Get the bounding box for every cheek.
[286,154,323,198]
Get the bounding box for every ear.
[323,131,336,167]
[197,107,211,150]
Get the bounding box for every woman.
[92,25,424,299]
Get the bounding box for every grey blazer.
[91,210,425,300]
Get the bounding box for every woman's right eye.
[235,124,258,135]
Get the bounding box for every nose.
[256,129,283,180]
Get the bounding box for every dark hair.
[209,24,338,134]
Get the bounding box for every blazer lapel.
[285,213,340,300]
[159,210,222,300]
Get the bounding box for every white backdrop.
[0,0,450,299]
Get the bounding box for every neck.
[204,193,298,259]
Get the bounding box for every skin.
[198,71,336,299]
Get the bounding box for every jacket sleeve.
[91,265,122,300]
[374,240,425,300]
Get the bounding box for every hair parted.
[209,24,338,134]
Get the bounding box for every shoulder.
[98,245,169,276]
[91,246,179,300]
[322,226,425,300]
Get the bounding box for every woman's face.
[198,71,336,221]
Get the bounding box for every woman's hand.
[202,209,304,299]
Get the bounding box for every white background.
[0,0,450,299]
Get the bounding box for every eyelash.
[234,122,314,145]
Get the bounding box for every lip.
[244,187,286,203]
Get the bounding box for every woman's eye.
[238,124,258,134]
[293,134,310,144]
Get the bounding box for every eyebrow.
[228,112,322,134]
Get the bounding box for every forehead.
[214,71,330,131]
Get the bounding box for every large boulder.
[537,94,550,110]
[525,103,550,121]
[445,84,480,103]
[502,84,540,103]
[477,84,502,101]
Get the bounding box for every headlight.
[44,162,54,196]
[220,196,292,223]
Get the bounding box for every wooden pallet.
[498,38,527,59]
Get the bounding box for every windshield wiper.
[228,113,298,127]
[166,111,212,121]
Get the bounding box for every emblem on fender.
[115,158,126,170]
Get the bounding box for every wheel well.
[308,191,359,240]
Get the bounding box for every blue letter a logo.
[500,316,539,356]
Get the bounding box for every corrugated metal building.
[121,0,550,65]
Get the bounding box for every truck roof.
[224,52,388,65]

══════════════════════════════

Stated task: Copy out every entry above word for word.

Finished exercise:
Get the bounding box for every cheek.
[286,154,323,198]
Get the bounding box for every ear.
[323,131,336,167]
[197,107,211,150]
Get the bounding box for every woman.
[92,25,424,299]
Get the bounding box for every grey blazer.
[91,210,425,300]
Get the bounding box for every woman's right eye.
[235,124,258,135]
Get the bounding box for every nose.
[256,129,283,180]
Get the bounding box for every dark hair.
[209,24,338,134]
Get the bounding box for every blazer lapel.
[285,213,340,300]
[159,210,222,300]
Get the bounding box for every white backdrop.
[0,0,450,299]
Get the bounding box for every neck.
[204,193,298,259]
Get the bounding box for every skin.
[198,71,336,299]
Get the bounding box for every jacket sleeve.
[91,265,122,300]
[374,240,425,300]
Get the bounding box for every hair parted.
[209,24,338,134]
Get the bounding box for every shoulder.
[98,245,169,276]
[91,246,179,300]
[322,226,425,300]
Get the bounding box for every woman's face.
[198,71,336,221]
Get the bounding box for every woman's hand.
[202,209,304,299]
Get the bounding box for every white background.
[0,0,450,299]
Get the bounding box for every eyelash.
[234,122,314,145]
Get the bounding box for every lip.
[244,187,286,203]
Get the bounding box for every woman's eye.
[238,124,258,134]
[293,134,310,144]
Get the bounding box for every eyebrow.
[228,112,322,134]
Get the bounding box for every forehead.
[214,71,330,131]
Get the bounding box for every large boulder.
[537,94,550,110]
[525,103,550,121]
[445,84,480,103]
[502,84,540,103]
[477,84,502,101]
Get the bounding box for every headlight.
[44,162,54,196]
[220,196,292,223]
Get the bounding box for every wooden pallet.
[498,38,527,59]
Get the bounding box for every windshield wiper.
[228,113,298,127]
[166,111,212,121]
Get the bounding box for every emblem on fender.
[115,158,126,170]
Get the bounding box for every wheel well.
[308,191,359,240]
Get the bounding box for every blue letter a logo.
[500,316,539,356]
Get the bounding box for every corrugated metal building.
[121,0,550,65]
Get the bounding box for every truck roof.
[224,52,388,65]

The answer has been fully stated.